===== Quellauszug =====
Hockenheim. Geflüchtete Menschen mit einer Wohnung zu versorgen, kann eine anstrengende und zeitraubende Aufgabe sein, doch sie ist oft nicht annähernd so belastend wie die Schicksale zu erfahren, die diese Menschen mitbringen. Konrad Sommer ist als Integrationsbeauftragter der Stadt Hockenheim Ansprechpartner für Menschen aus der Ukraine, aber auch aus anderen Ländern und wird immer wieder mit deren Sorgen weit jenseits von Unterbringung oder anderer Versorgung konfrontiert.
Sommer hat verschiedene Entwicklungen beobachtet, die ihm Sorgen bereiten. So macht er angesichts der öffentlichen Debatten eine steigende Unruhe unter jenen Geflüchteten aus, die mit dem Status der Duldung in Deutschland leben. Die Verunsicherung betreffe nicht nur die Menschen selbst, sondern auch deren Arbeitgeber, die Sommer angesichts des rauer werdenden Tons in Debatten über Rückführung fragten, ob es passieren könne, dass plötzlich Busse vor den Werkstoren stehen, weil ihre Mitarbeiter keine Anerkennung als Asylbewerber haben.
=====
* [Aufgabe 1]
Prüfe, ob die Aussagen (a), (b) und (c) mit dem Quellauszug übereinstimmen. Beantworte jede mit Ja oder Nein und zitiere wörtlich die entscheidenden Worte.
(a) Konrad Sommer ist Integrationsbeauftragter der Stadt Hockenheim.
(b) Sommer ist ausschließlich für Menschen aus der Ukraine zuständig.
(c) Die Verunsicherung erfasst nach Sommers Beobachtung auch Arbeitgeber.
* [Aufgabe 2]
Gib den Abschnitt des Quellauszugs wortgetreu wieder, der mit den Worten „Hockenheim. Geflüchtete Menschen“ beginnt und mit „anderer Versorgung konfrontiert.“ endet.
Die Datensätze werden hier nicht gebraucht.
===== Vorliegende Datensätze =====
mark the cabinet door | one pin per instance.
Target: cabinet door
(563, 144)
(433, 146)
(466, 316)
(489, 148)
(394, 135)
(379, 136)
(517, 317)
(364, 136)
=====
* [Richtige Antwort 1]
(a) Ja: „Konrad Sommer ist als Integrationsbeauftragter der Stadt Hockenheim Ansprechpartner“
(b) Nein: „Ansprechpartner für Menschen aus der Ukraine, aber auch aus anderen Ländern“
(c) Ja: „Die Verunsicherung betreffe nicht nur die Menschen selbst, sondern auch deren Arbeitgeber“

* [Richtige Antwort 2]
Hockenheim. Geflüchtete Menschen mit einer Wohnung zu versorgen, kann eine anstrengende und zeitraubende Aufgabe sein, doch sie ist oft nicht annähernd so belastend wie die Schicksale zu erfahren, die diese Menschen mitbringen. Konrad Sommer ist als Integrationsbeauftragter der Stadt Hockenheim Ansprechpartner für Menschen aus der Ukraine, aber auch aus anderen Ländern und wird immer wieder mit deren Sorgen weit jenseits von Unterbringung oder anderer Versorgung konfrontiert.